=== Dataset records ===

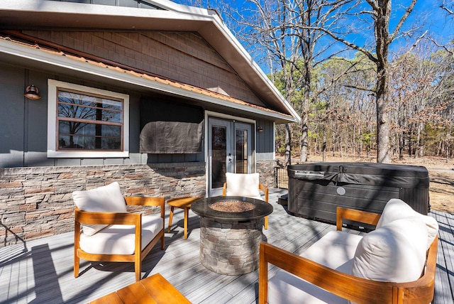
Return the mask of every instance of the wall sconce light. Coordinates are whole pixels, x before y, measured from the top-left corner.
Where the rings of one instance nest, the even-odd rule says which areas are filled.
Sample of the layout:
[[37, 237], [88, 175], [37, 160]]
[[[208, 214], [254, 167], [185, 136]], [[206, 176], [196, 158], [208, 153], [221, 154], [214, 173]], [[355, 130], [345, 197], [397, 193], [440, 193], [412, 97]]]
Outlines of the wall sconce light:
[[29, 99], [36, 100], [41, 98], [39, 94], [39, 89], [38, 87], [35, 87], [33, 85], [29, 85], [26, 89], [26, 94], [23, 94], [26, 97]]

===
=== Dataset records ===

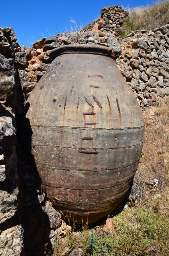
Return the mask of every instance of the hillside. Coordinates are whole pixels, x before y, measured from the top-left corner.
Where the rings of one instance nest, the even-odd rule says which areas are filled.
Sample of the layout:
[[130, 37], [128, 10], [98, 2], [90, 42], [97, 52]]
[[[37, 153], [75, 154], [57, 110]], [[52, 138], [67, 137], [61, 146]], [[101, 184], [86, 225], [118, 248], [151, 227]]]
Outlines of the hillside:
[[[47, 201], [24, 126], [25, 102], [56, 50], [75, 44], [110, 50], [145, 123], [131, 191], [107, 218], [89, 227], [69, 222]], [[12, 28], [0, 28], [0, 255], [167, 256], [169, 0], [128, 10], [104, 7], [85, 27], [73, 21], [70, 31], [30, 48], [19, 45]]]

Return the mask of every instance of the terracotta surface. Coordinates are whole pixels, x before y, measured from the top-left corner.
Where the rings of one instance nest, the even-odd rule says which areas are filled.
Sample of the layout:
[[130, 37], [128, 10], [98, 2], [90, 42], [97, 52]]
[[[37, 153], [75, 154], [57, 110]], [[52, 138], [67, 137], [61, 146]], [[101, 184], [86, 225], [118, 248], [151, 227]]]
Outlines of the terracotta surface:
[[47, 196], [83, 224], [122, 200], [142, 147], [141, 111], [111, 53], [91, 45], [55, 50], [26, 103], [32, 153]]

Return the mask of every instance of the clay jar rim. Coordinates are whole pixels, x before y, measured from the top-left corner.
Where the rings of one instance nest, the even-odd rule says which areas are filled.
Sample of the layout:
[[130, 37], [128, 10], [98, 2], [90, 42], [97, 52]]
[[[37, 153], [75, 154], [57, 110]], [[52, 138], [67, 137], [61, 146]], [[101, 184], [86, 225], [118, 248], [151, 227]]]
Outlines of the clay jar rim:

===

● **What you will do**:
Rewrite the lines of data starting at the line containing "Return the mask of every instance of the clay" and ending at the line containing "Outlines of the clay", replacing "clay jar rim" with "ceramic jar rim" and leaving everything else unchanged.

● **Worked solution**:
Return the mask of every instance of the ceramic jar rim. Coordinates are whole pixels, x before y, measured from the top-left corner.
Where the rings of one instance nest, the even-odd rule says which areas are filled.
Sample of the layout:
[[130, 37], [128, 10], [98, 2], [90, 42], [97, 52]]
[[[37, 153], [75, 154], [57, 110]], [[52, 138], [67, 137], [61, 146]], [[101, 184], [86, 225], [118, 248], [151, 227]]]
Outlines of the ceramic jar rim:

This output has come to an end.